Your instructions - Convert the lines of the material into a numbered list, omitting any blank lines. Leave the pictures out of the answer.
--- start Input for this task ---
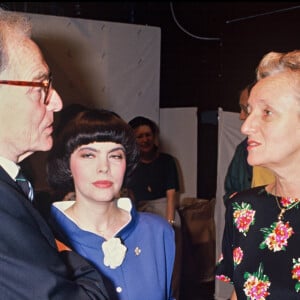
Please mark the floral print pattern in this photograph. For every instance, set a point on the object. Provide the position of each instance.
(255, 237)
(276, 236)
(243, 217)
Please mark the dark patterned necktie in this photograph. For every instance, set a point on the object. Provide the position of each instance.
(25, 186)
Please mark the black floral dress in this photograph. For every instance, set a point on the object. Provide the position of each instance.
(260, 250)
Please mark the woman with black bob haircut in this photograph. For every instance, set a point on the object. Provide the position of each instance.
(91, 155)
--- end Input for this task ---
Result -
1. Please mark the floral print pattern in this photograph. For every instance, set a point on the object. Provide the position of each instance.
2. (255, 237)
3. (276, 236)
4. (243, 217)
5. Please mark the dark patterned necktie in this photograph. For every instance, set a point on the object. Provide the position of each instance.
6. (25, 186)
7. Please mark the black floral dress in this photograph. For every instance, set a point on the object. Provide the position of each instance.
8. (260, 250)
9. Please mark the woman with black bob haircut in this photograph. For every instance, set a point on the object. Provide the position of each instance.
10. (91, 155)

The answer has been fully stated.